# Exercise description
Let your answer be the line containing "Target: orange maple leaf" and every line below it to the end of the records, copied exactly.

BEGIN Dataset records

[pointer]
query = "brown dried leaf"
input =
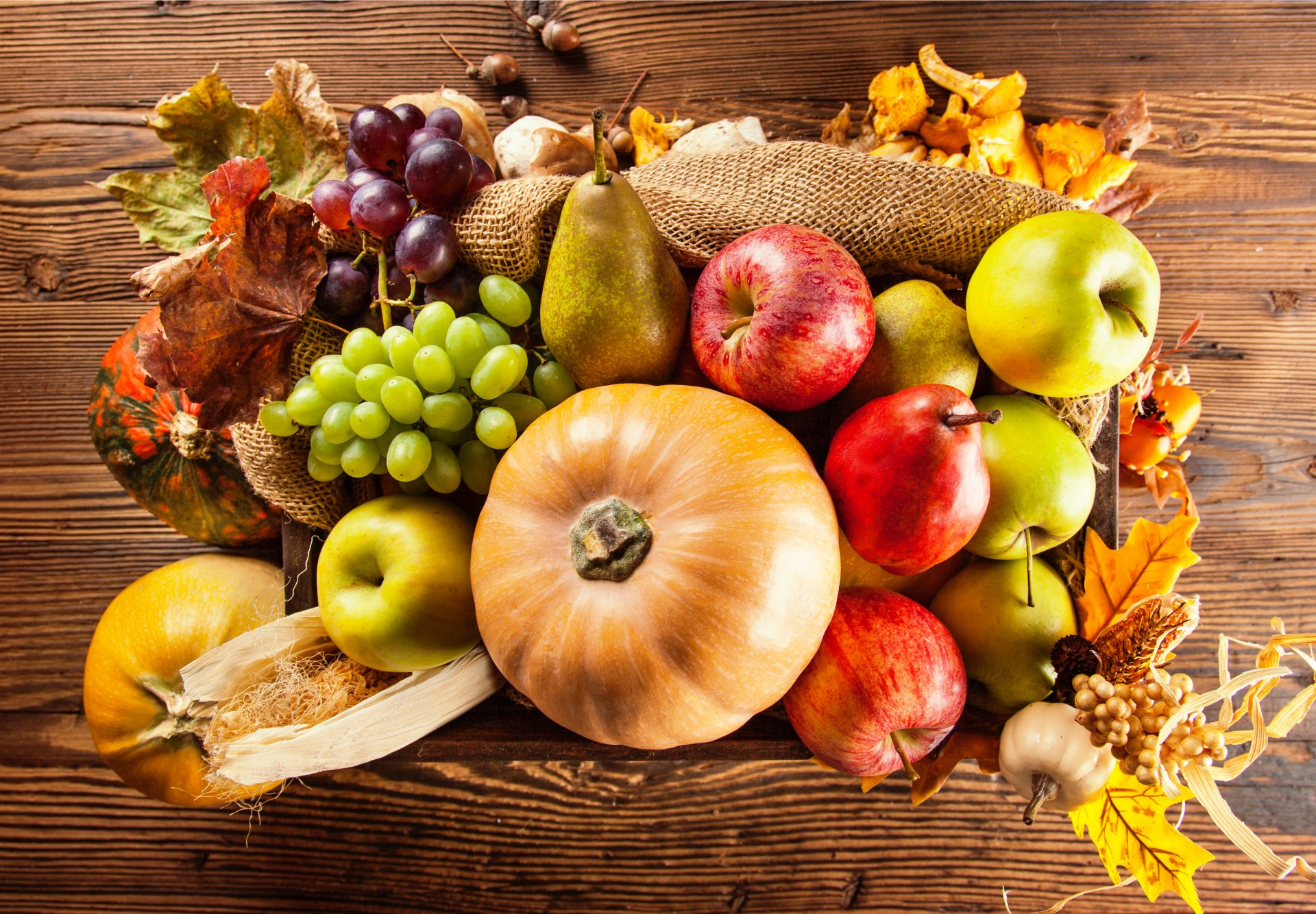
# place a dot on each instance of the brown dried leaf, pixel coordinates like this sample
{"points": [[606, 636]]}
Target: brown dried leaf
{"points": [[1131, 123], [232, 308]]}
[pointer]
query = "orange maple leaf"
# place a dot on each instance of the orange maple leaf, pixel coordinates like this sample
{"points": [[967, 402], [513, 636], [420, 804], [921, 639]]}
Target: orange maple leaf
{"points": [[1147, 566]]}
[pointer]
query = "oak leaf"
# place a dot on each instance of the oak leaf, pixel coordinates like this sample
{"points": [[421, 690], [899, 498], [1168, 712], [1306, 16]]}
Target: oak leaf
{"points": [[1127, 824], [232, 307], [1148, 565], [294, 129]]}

END Dataset records

# Exercise answer
Target: orange maple leaf
{"points": [[1147, 566]]}
[pointer]
query = "oak leaf"
# place a dot on each instance of the oak leaf, pixel coordinates like this sample
{"points": [[421, 690], [899, 498], [1168, 712], [1306, 16]]}
Target: oak leaf
{"points": [[1127, 824], [232, 307], [1148, 565], [294, 129]]}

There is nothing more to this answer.